▶ **REQUIRED TASKS**:
1. In the excerpt on building a knowledge graph from a Wikipedia page, why does the demo query of the entities table leave out the description_vector column?
2. Rewrite the excerpt on building a knowledge graph from a Wikipedia page from "Look at the" to "set (0.16 sec)", substituting "director" for each "chairman".
3. Resume the excerpt on building a knowledge graph from a Wikipedia page, starting after its final line.

▶ **EXCERPT PROVIDED**:

3.Extract Raw Wikipedia Page to Knowledge Graph
Use the loaded Wikipedia content to extract entities and relationships:
pred = extractor(text = wiki[0].page_content)
Look at the demo row in database(exclude description_vector
column as it has 1536 length of float):
mysql> select id, name, description from entities limit 1 \G
*************************** 1. row ***************************
id: 1
name: Elon Reeve Musk
description: A businessman and investor, founder, chairman, CEO, and CTO of SpaceX; angel investor, CEO, product architect, and former chairman of Tesla, Inc.; owner, executive chairman, and CTO of X Corp.; founder of The Boring Company and xAI; co-founder of Neuralink and OpenAI; and president of the Musk Foundation.
1 row in set (0.16 sec)
mysql>
4.Visualize the Graph
Show the graph using PyVis:
HTML(filename=jupyter_interactive_graph(pred.knowledge))
Note: we can see the relationship
is different from the same concept in Graph database, in Graph databases, relationships between entities are typically represented with simple and concise labels, such as “have” or “belongs_to.” However, when defining relationships in TiDB Serverless, the representation is more complex and expansive. For example:
mysql> select * from relationships limit 1 \G
*************************** 1. row ***************************
id: 1
source_entity_id: 1
target_entity_id: 2
relationship_desc: Elon Musk is the founder, chairman, CEO, and CTO of SpaceX.

▶ **COLLECTED DATA**:
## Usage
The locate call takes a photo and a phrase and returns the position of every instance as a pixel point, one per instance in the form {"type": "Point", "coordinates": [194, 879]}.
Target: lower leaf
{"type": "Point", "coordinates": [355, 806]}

▶ **OUTPUTS FOR THE TASKS**:
1. The demo query leaves out the description_vector column because that column holds 1536 floating-point values.

2.
Look at the demo row in database(exclude description_vector
column as it has 1536 length of float):
mysql> select id, name, description from entities limit 1 \G
*************************** 1. row ***************************
id: 1
name: Elon Reeve Musk
description: A businessman and investor, founder, director, CEO, and CTO of SpaceX; angel investor, CEO, product architect, and former director of Tesla, Inc.; owner, executive director, and CTO of X Corp.; founder of The Boring Company and xAI; co-founder of Neuralink and OpenAI; and president of the Musk Foundation.
1 row in set (0.16 sec)

3.
1 row in set (0.17 sec)
mysql>
5.Save Graph to TiDB Serverless
Persist the extracted knowledge graph to a TiDB serverless database:
save_knowledge_graph(pred.knowledge)
Done!
Part 2: Retrieve
6.Ask a Question
Define a query, such as finding details about Elon Musk:
question = "Who is Elon Musk?"
7.Find Entities and Relationships
Retrieve entities and relationships related to the query from the database:
question_embedding = get_query_embedding(question)
entities, relationships = retrieve_entities_relationships(question_embedding)
Still using SQL skills to search entity and relationship.
Part 3: Generate Answer
8.Generate an Answer
Using the entities and relationships retrieved, generate a comprehensive answer:
result = generate_result(question, entities, relationships)
print(result)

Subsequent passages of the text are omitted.